• Extract provided:
Grange Road history interview
Interviewer and date: Jan Hunter, 13.5.16
Interviewee – Mrs Rita Chaplin (nee Funnell)
- When did you live in Grange Road?
Born there in 1942
- At what address (es):
38 Grange Road, family moved there from Malling st before WWII 1936/7. Photo of the garden with her brothers in 1940.
- What sort of tenancy did you have: owner; private tenant, council tenant?
Private tenants, rented from Miss Wells (who lived in the Wallands) and owned several properties. Like the Wycherleys.
- How many people lived in your house? (family structure)
Father, mother, two brothers (much older than her), sister who died at 3 and a half, and herself (born 1942). Before she was born they had two lodgers, possibly evacuees, during war. Dutchman who played violin with the RPO.
- What was the job of the main earner in the house?
Father was a self-employed painter and decorator who worked a lot for the railways, considered a step down for her Mum. Other household members? Eldest brother (17 years older) was a fire brigade member during the war and became a Grenadier guard. Other brother did national service in the RAF (taught her to shoot!) and became a carpenter. Her husband is a landscape gardener and tree expert.
- Did anyone run a business from the house?
No, father worked elsewhere.
- What about the neighbours?
There was Reeves (though their business was elsewhere) and a driving instructor. Miss Martin, who was deaf, taught her piano but she didn’t do very well.
- What was your house like (compared with today)?

• Required task 1:
According to the Grange Road interview, who owned the house the family rented?
• Required task 2:
List each neighbor named or described in the Grange Road interview's answer about the neighbors.
• Required task 3:
Write the next part of the Grange Road interview.

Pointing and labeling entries
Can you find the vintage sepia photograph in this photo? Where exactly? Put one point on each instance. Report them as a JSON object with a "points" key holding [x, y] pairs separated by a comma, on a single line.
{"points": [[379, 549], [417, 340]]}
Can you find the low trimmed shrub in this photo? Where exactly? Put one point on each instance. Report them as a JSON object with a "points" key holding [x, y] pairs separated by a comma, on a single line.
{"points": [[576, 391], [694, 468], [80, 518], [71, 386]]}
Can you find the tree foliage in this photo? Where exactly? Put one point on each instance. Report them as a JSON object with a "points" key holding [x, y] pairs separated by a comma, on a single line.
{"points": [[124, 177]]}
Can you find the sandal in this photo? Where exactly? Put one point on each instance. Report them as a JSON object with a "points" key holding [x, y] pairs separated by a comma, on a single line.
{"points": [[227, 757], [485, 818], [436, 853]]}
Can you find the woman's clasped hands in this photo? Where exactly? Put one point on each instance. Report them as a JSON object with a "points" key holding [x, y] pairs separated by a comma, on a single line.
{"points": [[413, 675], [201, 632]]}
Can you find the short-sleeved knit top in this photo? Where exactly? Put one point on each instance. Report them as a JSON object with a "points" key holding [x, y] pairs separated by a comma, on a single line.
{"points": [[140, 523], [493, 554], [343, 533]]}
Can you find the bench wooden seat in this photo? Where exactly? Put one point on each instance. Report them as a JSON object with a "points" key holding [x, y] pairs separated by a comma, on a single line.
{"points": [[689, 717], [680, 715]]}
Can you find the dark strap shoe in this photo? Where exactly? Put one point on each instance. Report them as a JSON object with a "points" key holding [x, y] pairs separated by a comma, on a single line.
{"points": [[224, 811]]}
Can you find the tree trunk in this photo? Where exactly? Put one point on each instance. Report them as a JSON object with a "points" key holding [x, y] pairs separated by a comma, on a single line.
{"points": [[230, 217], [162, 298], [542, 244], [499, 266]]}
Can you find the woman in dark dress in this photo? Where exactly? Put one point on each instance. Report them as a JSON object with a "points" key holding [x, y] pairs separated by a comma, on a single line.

• Final answer 1:
Miss Wells, who lived in the Wallands and owned several properties.

• Final answer 2:
- Reeves
- A driving instructor
- Miss Martin, who was deaf and taught her piano

• Final answer 3:
They added French doors to the downstairs dining room and opened up under the stairs but the layout was similar. Only one bathroom at entry level, kitchen (front) and dining room down below. Sitting room (with her piano) and morning room on main floor, four bedrooms upstairs. Picture of dining room fireplace with pansy tiles identical to bedroom fireplace at 53 Grange Rd. Garden? Full of flint boulders and fruit trees. Orchard at bottom where garages were built in the 1960s belonged to people at no 40. They re-did it twice.
- Did you know many neighbours? (events, street parties etc)
Yes there was a strong sense of community in the street. Very friendly. But no street parties – you didn’t do that in the fifties.
She knows lots of people in Lewes. Bertie Baker of the Chemists used to play cards with her parents, he lived in Southover High street. She worked for Marston Barretts.
- What was it like living in Grange Road?
Very friendly. Respectable street.
- Where did you shop? (nearest stores?)
Shopped in Lewes High street (more expensive but better shops than in Cliffe) though also ordered and had things delivered by shops in the Cliffe (International stores) which her mother used to use. There was a corner shop by St Pancras gardens which they used.
- If you had children, where did they go to school?
Southover school (as she did) in St James Street. Outside loos and not much outside space. Southover was their local church and she was christened and married there. Manor school girls used to sit on the South side of the church.
- Any events you remember particularly (floods, grape lorry overturning, etc)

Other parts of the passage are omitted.